* [DIRECTIONS FOR THIS TASK] Rewrite the items below, changing every "with a dot" to "with a marker" and leaving everything else as it is.

* [ENTRIES PROVIDED]
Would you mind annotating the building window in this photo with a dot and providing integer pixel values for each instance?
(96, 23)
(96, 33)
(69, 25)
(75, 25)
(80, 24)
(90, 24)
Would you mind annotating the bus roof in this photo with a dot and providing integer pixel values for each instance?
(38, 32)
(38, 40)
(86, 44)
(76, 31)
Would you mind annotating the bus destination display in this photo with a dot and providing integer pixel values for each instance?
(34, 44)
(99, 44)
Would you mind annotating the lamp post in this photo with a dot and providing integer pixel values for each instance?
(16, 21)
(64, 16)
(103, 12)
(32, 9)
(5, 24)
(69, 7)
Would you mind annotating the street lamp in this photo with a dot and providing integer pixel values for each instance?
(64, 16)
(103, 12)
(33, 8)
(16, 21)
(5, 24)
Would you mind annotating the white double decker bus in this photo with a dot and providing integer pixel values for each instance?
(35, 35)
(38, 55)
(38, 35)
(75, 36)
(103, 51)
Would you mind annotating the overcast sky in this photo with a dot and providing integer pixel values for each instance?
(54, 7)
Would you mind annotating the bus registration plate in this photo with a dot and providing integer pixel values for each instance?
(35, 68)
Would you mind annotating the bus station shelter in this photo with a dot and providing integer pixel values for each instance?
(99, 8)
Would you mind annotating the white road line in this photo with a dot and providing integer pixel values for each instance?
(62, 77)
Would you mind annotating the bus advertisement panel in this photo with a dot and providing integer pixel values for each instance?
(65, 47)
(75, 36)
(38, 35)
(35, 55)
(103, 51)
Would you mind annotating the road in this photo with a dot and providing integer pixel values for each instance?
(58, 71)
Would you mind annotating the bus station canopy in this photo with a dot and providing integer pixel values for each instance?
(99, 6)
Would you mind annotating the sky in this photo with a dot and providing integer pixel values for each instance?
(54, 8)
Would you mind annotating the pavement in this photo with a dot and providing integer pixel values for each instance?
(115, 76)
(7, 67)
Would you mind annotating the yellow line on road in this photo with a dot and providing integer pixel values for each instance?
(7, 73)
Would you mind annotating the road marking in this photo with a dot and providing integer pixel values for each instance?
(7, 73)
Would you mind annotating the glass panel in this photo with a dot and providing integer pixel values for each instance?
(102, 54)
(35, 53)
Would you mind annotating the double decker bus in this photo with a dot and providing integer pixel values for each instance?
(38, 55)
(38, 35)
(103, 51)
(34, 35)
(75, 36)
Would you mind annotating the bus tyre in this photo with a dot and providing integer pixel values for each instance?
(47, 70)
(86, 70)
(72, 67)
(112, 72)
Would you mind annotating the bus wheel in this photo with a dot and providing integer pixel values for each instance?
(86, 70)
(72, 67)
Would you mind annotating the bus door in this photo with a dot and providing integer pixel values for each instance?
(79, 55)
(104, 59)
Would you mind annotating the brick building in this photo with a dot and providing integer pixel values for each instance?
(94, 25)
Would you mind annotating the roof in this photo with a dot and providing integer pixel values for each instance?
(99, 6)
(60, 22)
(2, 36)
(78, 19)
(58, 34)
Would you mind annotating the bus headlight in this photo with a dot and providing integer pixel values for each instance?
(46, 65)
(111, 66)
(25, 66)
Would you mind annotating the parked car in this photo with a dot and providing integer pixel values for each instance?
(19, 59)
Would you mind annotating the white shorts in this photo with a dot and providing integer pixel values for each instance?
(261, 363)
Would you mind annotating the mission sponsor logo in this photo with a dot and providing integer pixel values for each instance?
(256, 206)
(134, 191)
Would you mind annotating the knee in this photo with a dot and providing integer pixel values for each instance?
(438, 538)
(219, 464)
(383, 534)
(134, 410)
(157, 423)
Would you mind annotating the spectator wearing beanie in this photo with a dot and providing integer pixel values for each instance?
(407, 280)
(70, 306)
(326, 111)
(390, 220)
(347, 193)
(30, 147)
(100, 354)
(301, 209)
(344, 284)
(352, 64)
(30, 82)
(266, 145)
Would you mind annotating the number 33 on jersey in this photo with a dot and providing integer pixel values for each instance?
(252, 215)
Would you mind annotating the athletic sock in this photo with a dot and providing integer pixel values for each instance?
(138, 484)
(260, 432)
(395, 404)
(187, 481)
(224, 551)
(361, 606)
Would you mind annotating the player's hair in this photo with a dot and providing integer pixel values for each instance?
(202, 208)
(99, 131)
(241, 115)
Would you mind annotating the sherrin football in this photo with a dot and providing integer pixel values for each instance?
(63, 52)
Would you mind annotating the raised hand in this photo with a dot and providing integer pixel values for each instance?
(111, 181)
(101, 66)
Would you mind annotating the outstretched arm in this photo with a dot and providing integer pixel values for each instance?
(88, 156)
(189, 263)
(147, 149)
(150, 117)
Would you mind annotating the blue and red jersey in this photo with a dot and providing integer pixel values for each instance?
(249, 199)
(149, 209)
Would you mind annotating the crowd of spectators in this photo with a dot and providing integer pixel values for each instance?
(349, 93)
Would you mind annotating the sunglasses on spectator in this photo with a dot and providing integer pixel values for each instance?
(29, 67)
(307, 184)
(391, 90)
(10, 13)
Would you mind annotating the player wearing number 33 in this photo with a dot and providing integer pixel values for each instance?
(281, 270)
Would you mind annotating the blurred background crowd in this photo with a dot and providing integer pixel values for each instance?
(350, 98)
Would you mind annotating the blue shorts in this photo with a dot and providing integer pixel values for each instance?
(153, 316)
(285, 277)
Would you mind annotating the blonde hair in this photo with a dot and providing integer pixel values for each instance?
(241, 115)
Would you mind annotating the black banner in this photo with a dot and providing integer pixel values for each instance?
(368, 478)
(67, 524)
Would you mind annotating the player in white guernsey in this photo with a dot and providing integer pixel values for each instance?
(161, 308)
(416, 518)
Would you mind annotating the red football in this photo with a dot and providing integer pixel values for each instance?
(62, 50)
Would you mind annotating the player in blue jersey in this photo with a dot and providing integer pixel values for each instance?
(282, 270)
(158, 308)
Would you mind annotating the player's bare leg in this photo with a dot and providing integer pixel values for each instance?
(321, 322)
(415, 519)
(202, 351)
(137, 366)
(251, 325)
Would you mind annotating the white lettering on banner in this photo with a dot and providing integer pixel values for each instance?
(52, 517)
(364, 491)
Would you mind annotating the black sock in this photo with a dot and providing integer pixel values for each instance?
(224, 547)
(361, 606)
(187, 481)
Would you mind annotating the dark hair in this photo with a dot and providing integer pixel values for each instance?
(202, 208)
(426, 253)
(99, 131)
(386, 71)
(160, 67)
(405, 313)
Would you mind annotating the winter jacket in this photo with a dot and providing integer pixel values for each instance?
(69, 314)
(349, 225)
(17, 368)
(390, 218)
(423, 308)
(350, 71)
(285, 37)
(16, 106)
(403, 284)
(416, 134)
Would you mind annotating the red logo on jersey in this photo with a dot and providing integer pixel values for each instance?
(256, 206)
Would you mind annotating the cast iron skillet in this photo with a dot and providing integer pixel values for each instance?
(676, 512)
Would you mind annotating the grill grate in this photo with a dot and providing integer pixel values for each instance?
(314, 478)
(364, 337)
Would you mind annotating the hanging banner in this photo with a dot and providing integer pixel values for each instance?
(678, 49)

* [EXERCISE RESPONSE]
Would you mind annotating the building window in this photo with a marker and providing integer pixel values for each instance?
(96, 23)
(96, 33)
(69, 25)
(75, 25)
(80, 24)
(90, 24)
Would you mind annotating the bus roof in this photo with a marker and providing integer pixel values for each instance?
(38, 32)
(38, 40)
(86, 44)
(76, 31)
Would you mind annotating the bus destination display in this photo with a marker and providing integer pixel values for each instance?
(34, 44)
(99, 44)
Would you mind annotating the lamp post in this photo with a marker and providing integer pixel values for each instance?
(16, 21)
(64, 16)
(103, 12)
(32, 9)
(5, 24)
(69, 7)
Would you mind annotating the street lamp in this photo with a marker and providing integer pixel values for each instance?
(64, 16)
(103, 12)
(33, 8)
(16, 21)
(5, 24)
Would you mind annotating the white double decker bus in this photo with a marker and providing integer pixel values for each instance?
(35, 35)
(38, 55)
(38, 35)
(75, 36)
(103, 51)
Would you mind annotating the overcast sky in this photo with a marker and providing integer pixel values for each instance?
(54, 7)
Would you mind annotating the bus registration plate in this photo with a marker and providing integer pixel values for each instance?
(35, 68)
Would you mind annotating the bus station shelter in this photo with a marker and providing integer pixel values for each instance?
(99, 8)
Would you mind annotating the white road line in this photo with a marker and providing integer pixel values for each instance?
(62, 77)
Would you mind annotating the bus advertisement panel in this photo with a marker and providing integer pixel values for each instance?
(65, 47)
(75, 36)
(38, 35)
(35, 55)
(103, 51)
Would you mind annotating the road in this photo with a marker and providing integer pixel values for each instance?
(58, 71)
Would you mind annotating the bus station canopy in this photo with a marker and providing integer pixel values for each instance?
(99, 6)
Would you mind annotating the sky in this photo with a marker and providing integer pixel values for each instance?
(54, 8)
Would you mind annotating the pavement in this photo with a marker and providing integer pixel values for each instance?
(115, 76)
(7, 67)
Would you mind annotating the yellow line on road in this photo with a marker and providing integer pixel values for each instance?
(7, 73)
Would you mind annotating the road marking in this photo with a marker and providing integer pixel values for each instance?
(7, 73)
Would you mind annotating the glass panel in this photo with a marker and providing integer pixel values for each instance?
(102, 54)
(35, 53)
Would you mind annotating the double decker bus in this photo with a marker and providing integer pixel values for each instance?
(38, 55)
(38, 35)
(103, 51)
(34, 35)
(75, 36)
Would you mind annotating the bus tyre in this photo with a marker and providing integer pixel values for each instance?
(47, 70)
(86, 70)
(72, 67)
(112, 72)
Would you mind annotating the bus wheel in this photo with a marker and providing integer pixel values for each instance?
(86, 70)
(72, 67)
Would you mind annotating the bus door in this photo with a marker and providing integer pixel values for each instance?
(79, 55)
(104, 59)
Would you mind annotating the brick building in this photo with a marker and providing integer pixel values for each instance?
(94, 25)
Would you mind annotating the roof in this photo with a marker and providing integer pixel values for each instance?
(99, 6)
(60, 22)
(2, 36)
(78, 19)
(58, 34)
Would you mind annotating the bus headlight in this photo with a marker and providing integer pixel values for each instance?
(46, 65)
(111, 66)
(25, 66)
Would you mind annotating the parked car in this photo with a marker and providing integer pixel values for each instance?
(19, 59)
Would you mind annotating the white shorts in this photo with a marker and providing integer pixel values for each instance?
(261, 363)
Would you mind annotating the mission sponsor logo in this photo with a marker and providing integer pixel values for each instance?
(256, 206)
(134, 191)
Would you mind annotating the knee in this photo with a marker and providing integer pixel values for each instance?
(438, 538)
(219, 464)
(383, 534)
(134, 410)
(157, 423)
Would you mind annotating the spectator wearing beanie in this photo with a marker and providing integer pixel values for each instance?
(407, 280)
(70, 306)
(326, 111)
(390, 220)
(347, 193)
(30, 147)
(100, 354)
(301, 209)
(344, 284)
(352, 64)
(30, 82)
(266, 145)
Would you mind annotating the number 33 on jersey in this photo with a marker and providing integer pixel values for each instance?
(252, 215)
Would you mind annotating the athletic sock in this photo with a marker and providing integer pixel values for each instance?
(138, 484)
(260, 432)
(395, 404)
(187, 481)
(224, 551)
(361, 606)
Would you mind annotating the player's hair in this photo with a marker and providing integer pixel values for each instance?
(202, 208)
(99, 131)
(241, 115)
Would you mind annotating the sherrin football in this photo with a marker and providing integer pixel values for each instance?
(63, 52)
Would you mind annotating the raised hand in this photo with a marker and providing integer pixel values for each instance?
(111, 181)
(101, 66)
Would you mind annotating the outstretched arm in this photo with a marker and providing integer pixel values for each instance?
(88, 156)
(189, 263)
(147, 149)
(150, 117)
Would you mind annotating the blue and red jersey in this photo with a marker and providing integer pixel values for each instance?
(249, 199)
(149, 209)
Would you mind annotating the crowd of spectators in this photo with a marker and providing integer pixel values for each instance?
(349, 93)
Would you mind annotating the sunglasses on spectator in this photo with a marker and providing integer pixel values for each instance?
(29, 67)
(307, 184)
(391, 90)
(10, 13)
Would you mind annotating the player wearing number 33 in this photo with a marker and providing integer pixel values for each instance?
(281, 270)
Would you mind annotating the blurred background crowd in this photo with a marker and providing integer pixel values for each instance?
(350, 98)
Would you mind annotating the blue shorts in this photo with a marker and providing integer pixel values for each instance?
(153, 316)
(285, 277)
Would you mind annotating the blonde hair in this photo with a marker and providing integer pixel values for each instance?
(241, 115)
Would you mind annotating the black banner in this photo with a marker and providing integer pixel values for each instance?
(368, 478)
(67, 524)
Would you mind annotating the player in white guernsey in this photo with a marker and providing integer pixel values for each instance?
(161, 308)
(416, 518)
Would you mind annotating the red football in this photo with a marker and providing integer pixel values for each instance?
(62, 50)
Would you mind annotating the player in blue jersey in this photo with a marker and providing integer pixel values for each instance?
(282, 270)
(158, 308)
Would you mind annotating the player's bare leg in this photo with a marker and providing integer pixel values for each instance?
(321, 322)
(415, 519)
(202, 351)
(137, 366)
(251, 325)
Would you mind annotating the white lettering on banner in this photo with a marker and providing integer pixel values for each instance?
(52, 517)
(364, 491)
Would you mind annotating the black sock in this photo with a marker and providing integer pixel values for each instance?
(224, 547)
(361, 606)
(187, 481)
Would you mind annotating the dark hair in this photo with a marker and providing integer pixel values for each instance?
(202, 208)
(426, 253)
(99, 131)
(386, 71)
(160, 67)
(405, 313)
Would you mind annotating the winter jacket in this photo with a marker and providing integer pixel values for each instance?
(69, 314)
(349, 225)
(17, 368)
(390, 218)
(423, 308)
(350, 71)
(285, 37)
(16, 106)
(403, 284)
(416, 134)
Would you mind annotating the red logo on jersey in this photo with a marker and providing integer pixel values for each instance?
(256, 206)
Would you mind annotating the cast iron skillet in this photo with a marker and providing integer pixel values for each instance?
(676, 512)
Would you mind annotating the grill grate in this photo with a marker and providing integer pixel values for each instance?
(314, 478)
(364, 337)
Would you mind annotating the hanging banner in this photo with a marker and providing integer pixel values for each instance?
(678, 49)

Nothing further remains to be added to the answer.